### [The exercise]
Rewrite the listing below with every "marker" changed to "pin", keeping all other text identical.

### [Supplied material]
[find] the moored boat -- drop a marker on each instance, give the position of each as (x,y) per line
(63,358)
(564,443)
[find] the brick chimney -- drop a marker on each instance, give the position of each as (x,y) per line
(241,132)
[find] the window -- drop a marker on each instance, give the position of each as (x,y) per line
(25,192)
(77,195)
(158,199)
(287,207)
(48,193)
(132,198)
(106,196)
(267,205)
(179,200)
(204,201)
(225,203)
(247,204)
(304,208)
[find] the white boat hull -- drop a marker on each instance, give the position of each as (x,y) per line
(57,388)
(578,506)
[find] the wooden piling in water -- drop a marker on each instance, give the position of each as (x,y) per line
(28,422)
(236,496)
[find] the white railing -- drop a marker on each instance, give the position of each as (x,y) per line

### [Solved problem]
[find] the moored boat -- drop a pin on each instance, give the position of each as (x,y) per line
(63,358)
(564,443)
[find] the brick chimney -- drop a pin on each instance, give the position of each as (x,y) per line
(241,132)
[find] the window -- drop a pin on each instance, give the position of each as (x,y) per line
(25,192)
(77,195)
(158,199)
(287,207)
(48,193)
(132,198)
(106,196)
(267,205)
(179,200)
(204,201)
(225,203)
(247,204)
(304,208)
[find] the white boat hull -- drop a pin on each instance, give the position of each as (x,y) per line
(57,388)
(578,506)
[find] the wooden piling in water -- drop a pin on each instance, give the position of each as (x,y) per line
(28,422)
(236,496)
[find] the white railing -- drop a pin on each instance, give the position of each as (x,y) per line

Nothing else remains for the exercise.